- **SEITENAUSZUG**
# Angler treiben in Schlauchboot auf die Ostsee



## Abenteuersuchen (16. Februar 2022)

Guter Hinweis mit der App!


----------



## Timo.Keibel (16. Februar 2022)

Die App kannte ich auch noch nicht. Ist aber sicherlich eine gute Hilfe und schafft mehr Sicherheit!


----------



## Tikey0815 (16. Februar 2022)

Ich finde die DGzRS ist eine sehr sinnvolle Organisation, bekommen Jährlich eine kleine Spende von mir !


----------



## Brandungsbrecher (16. Februar 2022)

Gleich mal installiert!


----------



## Jesco Peschutter (16. Februar 2022)

Sehr guter Hinweis mit der App. Die kannte ich ebenfalls noch nicht und werde sie mir gleich mal installieren


----------



## Meerforelle 1959 (16. Februar 2022)

(Einträge zur Standortbestimmung)

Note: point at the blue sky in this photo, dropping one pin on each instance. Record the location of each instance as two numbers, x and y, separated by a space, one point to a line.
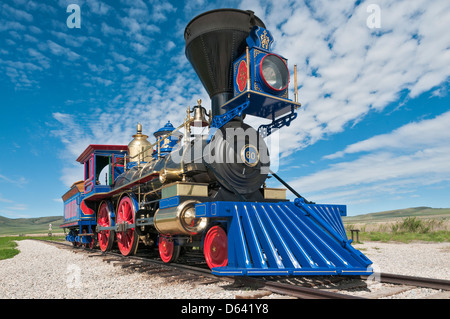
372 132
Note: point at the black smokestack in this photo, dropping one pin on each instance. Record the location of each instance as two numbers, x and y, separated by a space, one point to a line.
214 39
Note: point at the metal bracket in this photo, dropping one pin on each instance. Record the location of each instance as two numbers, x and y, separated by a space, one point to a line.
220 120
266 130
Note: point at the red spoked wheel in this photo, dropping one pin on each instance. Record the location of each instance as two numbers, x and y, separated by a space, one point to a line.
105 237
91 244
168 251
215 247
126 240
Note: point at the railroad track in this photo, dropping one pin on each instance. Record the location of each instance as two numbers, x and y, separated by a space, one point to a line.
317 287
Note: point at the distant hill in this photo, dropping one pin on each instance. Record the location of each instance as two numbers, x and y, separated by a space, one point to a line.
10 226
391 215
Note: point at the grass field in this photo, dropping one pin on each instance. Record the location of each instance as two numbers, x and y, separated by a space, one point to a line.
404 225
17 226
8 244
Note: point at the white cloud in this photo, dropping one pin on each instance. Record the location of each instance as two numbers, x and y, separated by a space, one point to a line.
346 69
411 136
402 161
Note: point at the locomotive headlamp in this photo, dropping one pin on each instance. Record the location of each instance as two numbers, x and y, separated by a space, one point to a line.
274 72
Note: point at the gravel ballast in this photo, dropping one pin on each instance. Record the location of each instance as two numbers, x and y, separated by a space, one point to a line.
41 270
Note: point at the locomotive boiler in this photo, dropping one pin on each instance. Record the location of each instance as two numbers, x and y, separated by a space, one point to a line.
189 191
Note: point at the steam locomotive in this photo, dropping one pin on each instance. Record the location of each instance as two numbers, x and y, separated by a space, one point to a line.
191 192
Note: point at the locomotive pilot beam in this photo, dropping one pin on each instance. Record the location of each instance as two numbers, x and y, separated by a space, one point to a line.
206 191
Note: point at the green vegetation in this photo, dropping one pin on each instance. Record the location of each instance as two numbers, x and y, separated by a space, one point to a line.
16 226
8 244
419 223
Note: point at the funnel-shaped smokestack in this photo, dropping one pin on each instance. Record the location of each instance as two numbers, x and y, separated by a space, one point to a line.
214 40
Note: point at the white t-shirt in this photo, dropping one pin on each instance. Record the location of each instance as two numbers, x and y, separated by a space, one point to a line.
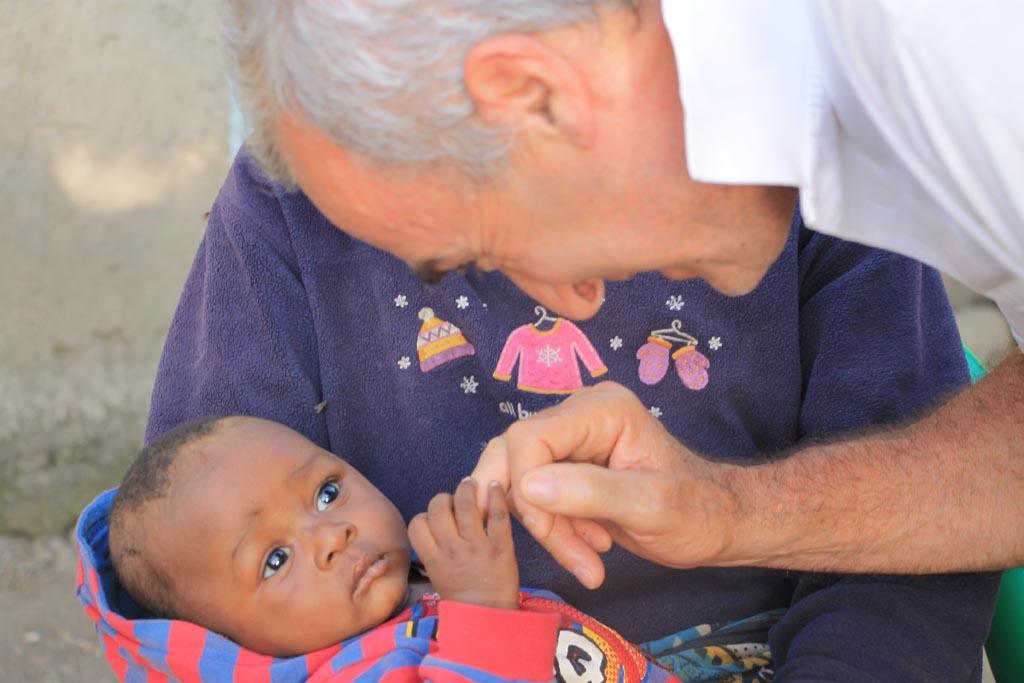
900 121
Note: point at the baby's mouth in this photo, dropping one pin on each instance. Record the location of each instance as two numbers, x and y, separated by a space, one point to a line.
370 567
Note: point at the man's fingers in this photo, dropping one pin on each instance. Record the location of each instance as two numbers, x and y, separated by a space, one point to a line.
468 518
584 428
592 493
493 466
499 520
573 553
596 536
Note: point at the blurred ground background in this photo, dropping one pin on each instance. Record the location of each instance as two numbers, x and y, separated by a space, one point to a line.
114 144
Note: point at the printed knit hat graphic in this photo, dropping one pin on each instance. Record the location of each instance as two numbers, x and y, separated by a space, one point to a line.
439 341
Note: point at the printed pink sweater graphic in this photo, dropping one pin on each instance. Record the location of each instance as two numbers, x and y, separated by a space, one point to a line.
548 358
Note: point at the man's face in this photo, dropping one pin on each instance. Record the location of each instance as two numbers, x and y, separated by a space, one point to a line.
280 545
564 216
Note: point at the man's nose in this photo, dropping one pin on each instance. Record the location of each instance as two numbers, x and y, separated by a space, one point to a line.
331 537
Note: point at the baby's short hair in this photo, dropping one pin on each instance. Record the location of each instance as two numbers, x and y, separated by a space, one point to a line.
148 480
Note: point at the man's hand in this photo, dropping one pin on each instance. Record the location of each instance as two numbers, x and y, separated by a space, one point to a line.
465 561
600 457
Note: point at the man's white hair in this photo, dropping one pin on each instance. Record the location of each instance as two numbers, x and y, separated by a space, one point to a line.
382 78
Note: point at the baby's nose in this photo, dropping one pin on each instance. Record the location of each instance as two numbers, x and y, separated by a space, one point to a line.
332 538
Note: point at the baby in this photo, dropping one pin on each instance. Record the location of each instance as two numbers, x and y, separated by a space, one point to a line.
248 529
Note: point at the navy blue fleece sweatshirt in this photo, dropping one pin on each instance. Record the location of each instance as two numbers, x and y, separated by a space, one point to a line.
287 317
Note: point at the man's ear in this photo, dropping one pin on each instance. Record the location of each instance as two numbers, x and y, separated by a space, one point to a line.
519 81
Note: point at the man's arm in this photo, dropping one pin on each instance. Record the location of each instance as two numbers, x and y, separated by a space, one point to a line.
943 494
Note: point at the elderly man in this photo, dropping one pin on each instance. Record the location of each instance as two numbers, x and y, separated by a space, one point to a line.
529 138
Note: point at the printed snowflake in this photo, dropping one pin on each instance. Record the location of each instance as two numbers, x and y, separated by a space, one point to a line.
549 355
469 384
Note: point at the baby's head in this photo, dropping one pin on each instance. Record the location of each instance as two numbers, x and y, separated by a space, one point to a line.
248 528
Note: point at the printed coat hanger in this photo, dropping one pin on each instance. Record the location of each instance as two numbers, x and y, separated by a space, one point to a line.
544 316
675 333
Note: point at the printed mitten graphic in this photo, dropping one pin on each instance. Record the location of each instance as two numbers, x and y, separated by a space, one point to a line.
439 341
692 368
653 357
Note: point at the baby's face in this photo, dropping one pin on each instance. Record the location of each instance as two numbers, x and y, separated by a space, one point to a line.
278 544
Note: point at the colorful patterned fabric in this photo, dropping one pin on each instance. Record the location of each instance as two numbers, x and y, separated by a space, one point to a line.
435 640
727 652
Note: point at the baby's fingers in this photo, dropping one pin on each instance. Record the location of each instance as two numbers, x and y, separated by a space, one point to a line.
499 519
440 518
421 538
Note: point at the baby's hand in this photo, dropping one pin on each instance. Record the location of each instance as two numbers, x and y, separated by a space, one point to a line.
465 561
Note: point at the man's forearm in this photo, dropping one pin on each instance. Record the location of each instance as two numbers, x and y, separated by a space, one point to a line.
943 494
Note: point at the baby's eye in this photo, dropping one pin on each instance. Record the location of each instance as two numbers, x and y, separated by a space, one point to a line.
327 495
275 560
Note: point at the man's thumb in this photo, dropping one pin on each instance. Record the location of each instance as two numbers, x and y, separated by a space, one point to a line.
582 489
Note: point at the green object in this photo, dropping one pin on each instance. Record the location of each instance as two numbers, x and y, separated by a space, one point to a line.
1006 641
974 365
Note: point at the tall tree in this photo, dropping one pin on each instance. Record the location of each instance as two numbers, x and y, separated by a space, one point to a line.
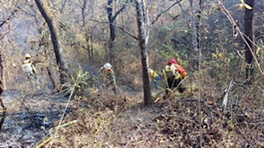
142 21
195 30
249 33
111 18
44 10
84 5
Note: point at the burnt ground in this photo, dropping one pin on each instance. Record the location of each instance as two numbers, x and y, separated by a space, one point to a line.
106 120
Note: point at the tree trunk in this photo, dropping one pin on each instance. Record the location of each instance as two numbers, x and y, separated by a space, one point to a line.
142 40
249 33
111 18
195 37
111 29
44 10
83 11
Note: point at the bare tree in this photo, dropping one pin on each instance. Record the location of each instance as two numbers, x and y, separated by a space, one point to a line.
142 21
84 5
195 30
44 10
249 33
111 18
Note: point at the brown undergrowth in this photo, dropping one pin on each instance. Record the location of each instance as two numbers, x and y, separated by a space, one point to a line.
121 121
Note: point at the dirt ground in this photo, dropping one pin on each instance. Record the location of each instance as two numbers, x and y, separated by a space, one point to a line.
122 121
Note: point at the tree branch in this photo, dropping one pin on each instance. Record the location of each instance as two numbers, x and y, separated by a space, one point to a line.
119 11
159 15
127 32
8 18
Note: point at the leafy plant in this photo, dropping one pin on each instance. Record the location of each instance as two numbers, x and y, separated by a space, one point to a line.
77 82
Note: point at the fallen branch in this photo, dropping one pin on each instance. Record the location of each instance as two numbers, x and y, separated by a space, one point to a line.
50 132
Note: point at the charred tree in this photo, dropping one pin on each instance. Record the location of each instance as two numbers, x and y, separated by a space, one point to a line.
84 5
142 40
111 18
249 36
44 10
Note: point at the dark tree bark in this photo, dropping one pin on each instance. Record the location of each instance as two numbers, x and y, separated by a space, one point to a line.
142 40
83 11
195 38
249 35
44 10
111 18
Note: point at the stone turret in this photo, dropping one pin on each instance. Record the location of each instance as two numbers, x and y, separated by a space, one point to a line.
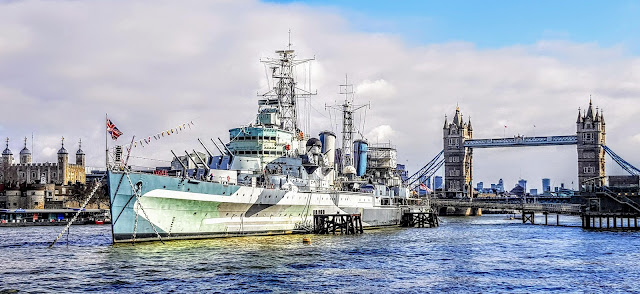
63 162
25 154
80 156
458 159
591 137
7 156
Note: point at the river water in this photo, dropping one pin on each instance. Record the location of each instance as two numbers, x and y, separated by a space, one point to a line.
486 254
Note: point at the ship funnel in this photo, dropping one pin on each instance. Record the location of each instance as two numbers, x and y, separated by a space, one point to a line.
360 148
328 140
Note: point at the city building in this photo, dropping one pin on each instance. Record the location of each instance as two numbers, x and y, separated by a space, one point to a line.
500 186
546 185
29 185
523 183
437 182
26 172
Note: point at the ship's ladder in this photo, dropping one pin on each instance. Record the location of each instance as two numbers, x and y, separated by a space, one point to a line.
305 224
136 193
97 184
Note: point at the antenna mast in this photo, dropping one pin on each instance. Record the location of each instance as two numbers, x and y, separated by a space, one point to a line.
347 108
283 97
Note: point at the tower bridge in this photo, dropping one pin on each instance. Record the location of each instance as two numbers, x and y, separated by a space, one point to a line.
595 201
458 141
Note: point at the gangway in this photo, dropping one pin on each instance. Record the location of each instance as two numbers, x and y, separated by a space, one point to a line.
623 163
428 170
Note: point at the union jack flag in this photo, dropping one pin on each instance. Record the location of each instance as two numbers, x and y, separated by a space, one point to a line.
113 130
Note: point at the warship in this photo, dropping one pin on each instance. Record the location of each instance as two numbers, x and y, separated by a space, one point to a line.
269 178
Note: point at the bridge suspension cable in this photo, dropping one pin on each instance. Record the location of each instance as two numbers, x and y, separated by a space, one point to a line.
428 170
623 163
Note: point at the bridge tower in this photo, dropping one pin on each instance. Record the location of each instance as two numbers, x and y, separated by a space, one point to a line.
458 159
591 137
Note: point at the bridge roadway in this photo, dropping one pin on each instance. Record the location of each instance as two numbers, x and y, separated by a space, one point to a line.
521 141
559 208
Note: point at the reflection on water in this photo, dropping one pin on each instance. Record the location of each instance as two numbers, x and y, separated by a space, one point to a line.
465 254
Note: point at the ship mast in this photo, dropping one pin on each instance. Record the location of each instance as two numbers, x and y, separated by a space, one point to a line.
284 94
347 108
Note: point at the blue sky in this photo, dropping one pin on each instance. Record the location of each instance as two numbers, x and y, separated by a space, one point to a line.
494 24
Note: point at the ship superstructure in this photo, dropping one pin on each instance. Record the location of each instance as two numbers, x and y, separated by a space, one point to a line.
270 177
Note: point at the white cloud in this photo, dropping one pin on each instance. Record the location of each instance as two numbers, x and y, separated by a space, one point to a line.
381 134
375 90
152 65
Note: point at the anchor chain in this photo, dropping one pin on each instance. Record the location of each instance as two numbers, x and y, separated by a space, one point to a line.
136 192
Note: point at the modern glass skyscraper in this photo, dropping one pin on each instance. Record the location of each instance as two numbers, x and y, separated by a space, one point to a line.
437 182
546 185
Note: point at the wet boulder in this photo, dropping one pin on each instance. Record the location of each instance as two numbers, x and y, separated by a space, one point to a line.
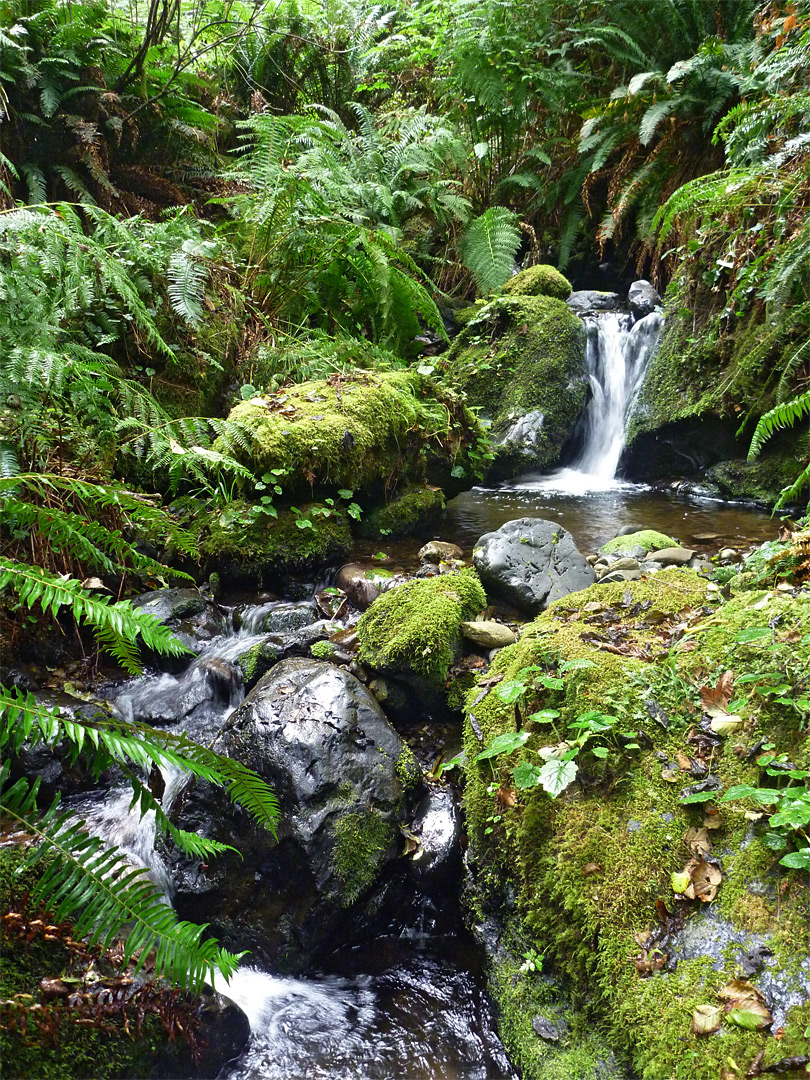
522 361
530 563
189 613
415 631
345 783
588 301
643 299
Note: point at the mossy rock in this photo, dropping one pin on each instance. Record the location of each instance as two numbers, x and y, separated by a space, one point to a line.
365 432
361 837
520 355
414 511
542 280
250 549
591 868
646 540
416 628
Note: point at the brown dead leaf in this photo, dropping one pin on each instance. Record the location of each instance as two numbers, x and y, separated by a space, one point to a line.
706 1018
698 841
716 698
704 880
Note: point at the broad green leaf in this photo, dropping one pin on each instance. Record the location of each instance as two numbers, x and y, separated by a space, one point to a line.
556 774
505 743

- **GESTELLTE AUFGABE 1**
Sammeln Sie jede Zeile der Einträge, die die Zeichenfolge "nose" enthält, und achten Sie dabei auf Groß- und Kleinschreibung.
- **GESTELLTE AUFGABE 2**
Schreiben Sie die Forumsdiskussion über die im Schlauchboot auf die Ostsee getriebenen Angler im Anschluss an ihre letzte Zeile weiter.
Die Einträge haben mit der Forumsdiskussion nichts zu tun.

- **ERGEBNIS DER ÜBUNG 1**
Note: point at the man's nose in this photo, dropping one pin on each instance. Record the location of each instance as two numbers, x and y, separated by a space, one point to a line.
Note: point at the baby's nose in this photo, dropping one pin on each instance. Record the location of each instance as two numbers, x and y, separated by a space, one point to a line.

- **ERGEBNIS DER ÜBUNG 2**
Ja gut das es die DGzRS gibt, sonst würde gerade mit den Schlauchis noch viel mehr passieren, wenn Mann teilweise sieht wie unvernünftig die Kollegen sind und einfach die Ostsee in vollem Umfang unterschätzen. Nicht alle aber sehr viele, oft genug gesehen und erlebt und meistens sind es die Süsswassermatrosen.


----------



## NaabMäx (16. Februar 2022)

Meerforelle 1959 schrieb:


> Ja gut das es die DGzRS gibt, sonst würde gerade mit den Schlauchis noch viel mehr passieren, wenn Mann teilweise sieht wie unvernünftig die Kollegen sind und einfach die Ostsee in vollem Umfang unterschätzen. Nicht alle aber sehr viele, oft genug gesehen und erlebt und meistens sind es die Süsswassermatrosen.



..... wenn man keine Paddel an Board mit nimmt?


Die hat wohl  ein Tunfisch gegen ihren vollgas 3 PS Motor, abschleppen, - bis Kolbenfresser.
Da käm nur eins in frage.....her halten - selbst wenn Finnland schon in Sicht wäre.


----------



## rhinefisher (16. Februar 2022)

3m Boot und drei Männer - wie angelt man da noch...?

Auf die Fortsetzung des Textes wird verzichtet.